▶ _Your goal_
Your task is to write out exactly the lines from the line containing "Could you point out the keyhole" through the end of the records, inclusive at both ends.

===== Materials provided =====

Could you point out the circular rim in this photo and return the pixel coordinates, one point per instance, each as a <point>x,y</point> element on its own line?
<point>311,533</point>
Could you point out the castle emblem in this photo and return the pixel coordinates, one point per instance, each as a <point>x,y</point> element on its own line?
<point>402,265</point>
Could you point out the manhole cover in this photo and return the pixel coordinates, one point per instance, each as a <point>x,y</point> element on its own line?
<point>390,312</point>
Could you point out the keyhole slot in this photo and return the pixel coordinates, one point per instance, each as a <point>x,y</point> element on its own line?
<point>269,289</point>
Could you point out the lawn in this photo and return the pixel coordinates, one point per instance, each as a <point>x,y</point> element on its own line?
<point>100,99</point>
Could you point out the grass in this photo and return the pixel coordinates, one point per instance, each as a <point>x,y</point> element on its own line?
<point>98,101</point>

=====

▶ _Task answer_
Could you point out the keyhole slot in this photo and return the pixel coordinates, one point per instance, each as a <point>x,y</point> element on its own line?
<point>269,289</point>
Could you point out the lawn in this photo and return the pixel coordinates, one point per instance, each as a <point>x,y</point> element on its own line?
<point>100,99</point>
Could you point out the grass in this photo and return the pixel coordinates, one point per instance, each as a <point>x,y</point> element on its own line?
<point>98,101</point>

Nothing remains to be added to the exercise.